EXERCISE DESCRIPTION ▸ Restate the data below word for word. Skip any images it contains.
** begin SUPPLIED DATA **
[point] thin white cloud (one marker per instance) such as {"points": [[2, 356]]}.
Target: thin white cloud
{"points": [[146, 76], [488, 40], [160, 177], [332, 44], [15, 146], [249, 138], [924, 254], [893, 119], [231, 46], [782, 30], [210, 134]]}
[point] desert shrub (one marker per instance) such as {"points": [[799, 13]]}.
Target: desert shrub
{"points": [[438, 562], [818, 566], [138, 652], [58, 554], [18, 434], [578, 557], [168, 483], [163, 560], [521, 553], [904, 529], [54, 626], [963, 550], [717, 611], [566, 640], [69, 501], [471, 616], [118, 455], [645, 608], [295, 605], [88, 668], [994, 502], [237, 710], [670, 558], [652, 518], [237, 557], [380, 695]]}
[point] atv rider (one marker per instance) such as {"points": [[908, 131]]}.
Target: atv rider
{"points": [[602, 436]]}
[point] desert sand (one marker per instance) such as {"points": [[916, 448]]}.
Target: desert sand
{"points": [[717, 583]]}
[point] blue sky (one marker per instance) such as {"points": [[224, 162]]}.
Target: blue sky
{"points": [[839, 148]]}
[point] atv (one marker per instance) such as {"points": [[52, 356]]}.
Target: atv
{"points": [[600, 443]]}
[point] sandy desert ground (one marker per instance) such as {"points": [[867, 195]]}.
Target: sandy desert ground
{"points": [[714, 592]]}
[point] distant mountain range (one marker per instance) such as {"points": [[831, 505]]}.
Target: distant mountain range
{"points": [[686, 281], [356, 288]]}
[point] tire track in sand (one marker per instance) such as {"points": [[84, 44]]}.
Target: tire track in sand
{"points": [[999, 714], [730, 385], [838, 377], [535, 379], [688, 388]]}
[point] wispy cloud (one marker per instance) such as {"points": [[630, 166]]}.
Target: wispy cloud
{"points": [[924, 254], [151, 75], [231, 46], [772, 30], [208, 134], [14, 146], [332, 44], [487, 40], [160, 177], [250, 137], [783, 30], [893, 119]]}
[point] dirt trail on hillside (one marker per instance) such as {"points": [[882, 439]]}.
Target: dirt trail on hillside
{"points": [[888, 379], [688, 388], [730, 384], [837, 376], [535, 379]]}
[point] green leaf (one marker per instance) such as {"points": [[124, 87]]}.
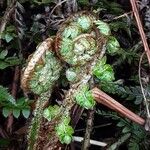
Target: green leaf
{"points": [[84, 98], [3, 54], [64, 131], [112, 45], [6, 111], [121, 124], [5, 96], [103, 27], [103, 71], [26, 113], [16, 113], [126, 129], [8, 37]]}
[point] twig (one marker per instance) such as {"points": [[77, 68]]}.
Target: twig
{"points": [[94, 127], [6, 17], [86, 142], [121, 140], [147, 124], [58, 4], [14, 93], [123, 15], [142, 89], [93, 142], [140, 27], [106, 100]]}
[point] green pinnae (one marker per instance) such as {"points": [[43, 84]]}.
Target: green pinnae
{"points": [[64, 131], [112, 45], [51, 112], [66, 47], [43, 78], [84, 98], [103, 27], [86, 22], [103, 71], [71, 31]]}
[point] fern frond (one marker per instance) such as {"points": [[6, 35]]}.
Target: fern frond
{"points": [[6, 96]]}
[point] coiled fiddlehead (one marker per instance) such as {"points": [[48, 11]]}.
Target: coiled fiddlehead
{"points": [[39, 77], [80, 43], [78, 39]]}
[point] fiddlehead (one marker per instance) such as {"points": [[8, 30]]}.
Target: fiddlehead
{"points": [[39, 77], [78, 39], [80, 43]]}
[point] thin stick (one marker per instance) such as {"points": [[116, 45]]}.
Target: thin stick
{"points": [[106, 100], [14, 93], [86, 143], [93, 142], [140, 27], [142, 89], [6, 17]]}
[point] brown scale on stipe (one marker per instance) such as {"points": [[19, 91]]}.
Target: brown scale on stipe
{"points": [[79, 44]]}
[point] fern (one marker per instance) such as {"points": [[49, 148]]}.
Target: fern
{"points": [[129, 93], [138, 136], [9, 105], [5, 96], [8, 61]]}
** end SUPPLIED DATA **
RESPONSE TO THE EXERCISE ▸
[point] thin white cloud (one marker per instance) such as {"points": [[2, 356]]}.
Target: thin white cloud
{"points": [[146, 76], [488, 40], [160, 177], [332, 44], [15, 146], [249, 138], [924, 254], [893, 119], [231, 46], [782, 30], [210, 134]]}
[point] desert shrub (one marker per instance) such as {"points": [[799, 13]]}.
Target: desert shrub
{"points": [[438, 562], [818, 566], [138, 652], [58, 554], [18, 434], [578, 557], [168, 483], [163, 560], [521, 553], [904, 529], [54, 626], [963, 550], [717, 611], [566, 640], [69, 501], [471, 616], [118, 455], [645, 608], [295, 605], [88, 668], [994, 502], [237, 710], [670, 558], [652, 518], [237, 557], [380, 695]]}
[point] atv rider (one marker per instance) such as {"points": [[908, 131]]}.
Target: atv rider
{"points": [[602, 436]]}
[point] desert sand (one marker per instance) such as {"points": [[916, 448]]}.
Target: desert sand
{"points": [[717, 583]]}
[point] blue sky (one marker per instance) such as {"points": [[224, 162]]}.
Target: blue sky
{"points": [[839, 148]]}
[point] atv (one marker per instance) such as {"points": [[52, 356]]}.
Target: atv
{"points": [[600, 443]]}
[point] sandy desert ground (one marker per instance) such as {"points": [[867, 195]]}.
Target: sandy desert ground
{"points": [[714, 592]]}
[point] distant mountain range (one marker per instance) such as {"points": [[831, 505]]}.
Target: distant mountain range
{"points": [[686, 281], [356, 288]]}
[point] tire track in sand (one marker per instance) such as {"points": [[84, 44]]}.
Target: tire track in sand
{"points": [[999, 714], [730, 385], [838, 377], [535, 379], [688, 388]]}
[point] wispy cloud (one marker per instance) such as {"points": [[630, 166]]}.
Target: wispy cloud
{"points": [[924, 254], [151, 75], [231, 46], [772, 30], [208, 134], [14, 146], [332, 44], [487, 40], [160, 177], [250, 137], [783, 30], [893, 119]]}
[point] dirt trail on hillside (one marker per instance) such as {"points": [[882, 439]]}.
Target: dirt trail on hillside
{"points": [[888, 379], [688, 388], [730, 384], [837, 376], [535, 379]]}
[point] green leaf (one marker per instance) such as {"points": [[124, 87]]}.
Target: green leaf
{"points": [[84, 98], [3, 54], [64, 131], [112, 45], [6, 111], [121, 124], [5, 96], [103, 27], [103, 71], [26, 113], [16, 113], [126, 129], [8, 37]]}
[point] twig (one marker per instance) such as {"points": [[77, 68]]}.
Target: twig
{"points": [[94, 127], [6, 17], [86, 142], [121, 140], [147, 124], [58, 4], [14, 93], [123, 15], [142, 89], [93, 142], [140, 27], [106, 100]]}
[point] green pinnae (one marker per instance) such as {"points": [[43, 84]]}.
Target: green pinnae
{"points": [[64, 131], [112, 45], [51, 112], [66, 47], [43, 78], [84, 98], [103, 27], [86, 22], [103, 71], [71, 31]]}
[point] fern frond (one marker per instance) such as {"points": [[6, 35]]}.
Target: fern frond
{"points": [[6, 96]]}
[point] coiled fiddlehead (one marker per instance) such as {"points": [[48, 11]]}.
Target: coiled fiddlehead
{"points": [[39, 77], [80, 43], [78, 39]]}
[point] fiddlehead (one marker per instance) such as {"points": [[8, 30]]}.
Target: fiddlehead
{"points": [[39, 77], [78, 39], [80, 43]]}
[point] thin stick (one marker per instance) such as {"points": [[116, 45]]}.
Target: thin stick
{"points": [[106, 100], [14, 93], [86, 143], [93, 142], [140, 27], [142, 89], [6, 17]]}
[point] brown scale on stipe (one marker per instance) such as {"points": [[19, 91]]}.
Target: brown scale on stipe
{"points": [[79, 44]]}
[point] fern (one marker per instance) such as {"points": [[49, 148]]}.
Target: fern
{"points": [[129, 93], [138, 136], [9, 105], [5, 96], [8, 61]]}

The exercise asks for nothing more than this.